Exercise prompt — Omit every picture and output the rest of the records exactly as they are.

Available data —
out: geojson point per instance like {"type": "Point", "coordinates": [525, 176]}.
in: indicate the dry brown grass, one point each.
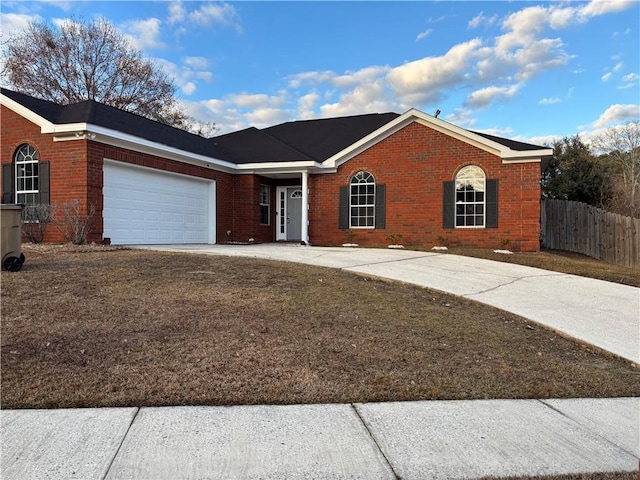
{"type": "Point", "coordinates": [117, 328]}
{"type": "Point", "coordinates": [579, 476]}
{"type": "Point", "coordinates": [565, 262]}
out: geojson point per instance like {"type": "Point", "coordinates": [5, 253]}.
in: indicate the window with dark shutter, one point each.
{"type": "Point", "coordinates": [470, 201]}
{"type": "Point", "coordinates": [362, 203]}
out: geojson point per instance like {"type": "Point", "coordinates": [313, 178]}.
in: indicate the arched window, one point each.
{"type": "Point", "coordinates": [470, 186]}
{"type": "Point", "coordinates": [362, 200]}
{"type": "Point", "coordinates": [27, 175]}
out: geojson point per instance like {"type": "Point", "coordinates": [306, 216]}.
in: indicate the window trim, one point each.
{"type": "Point", "coordinates": [362, 179]}
{"type": "Point", "coordinates": [34, 161]}
{"type": "Point", "coordinates": [460, 178]}
{"type": "Point", "coordinates": [265, 204]}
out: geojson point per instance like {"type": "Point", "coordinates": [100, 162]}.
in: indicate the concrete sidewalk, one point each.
{"type": "Point", "coordinates": [603, 314]}
{"type": "Point", "coordinates": [408, 440]}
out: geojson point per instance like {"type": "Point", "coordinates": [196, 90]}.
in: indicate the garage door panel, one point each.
{"type": "Point", "coordinates": [145, 206]}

Written solution —
out: geojson point per instance like {"type": "Point", "coordinates": [525, 176]}.
in: indicate the dry brown grass, one point each.
{"type": "Point", "coordinates": [117, 328]}
{"type": "Point", "coordinates": [579, 476]}
{"type": "Point", "coordinates": [565, 262]}
out: geojson point per instance like {"type": "Point", "coordinates": [5, 253]}.
in: indicate the window with dark shutter, one point each.
{"type": "Point", "coordinates": [470, 201]}
{"type": "Point", "coordinates": [362, 203]}
out: geojson point per instance like {"type": "Point", "coordinates": [313, 178]}.
in: indicate the arched window, one point each.
{"type": "Point", "coordinates": [470, 186]}
{"type": "Point", "coordinates": [362, 200]}
{"type": "Point", "coordinates": [27, 175]}
out: geojson point per instance like {"type": "Point", "coordinates": [306, 216]}.
in: indicate the window trim, one point each.
{"type": "Point", "coordinates": [362, 179]}
{"type": "Point", "coordinates": [34, 161]}
{"type": "Point", "coordinates": [460, 178]}
{"type": "Point", "coordinates": [265, 204]}
out: geojson point per instance like {"type": "Point", "coordinates": [100, 162]}.
in: indicate the concrete sidewalk, one point each.
{"type": "Point", "coordinates": [603, 314]}
{"type": "Point", "coordinates": [408, 440]}
out: geojson point per instance like {"type": "Point", "coordinates": [196, 90]}.
in: indicate the garage door panel, one point each.
{"type": "Point", "coordinates": [145, 206]}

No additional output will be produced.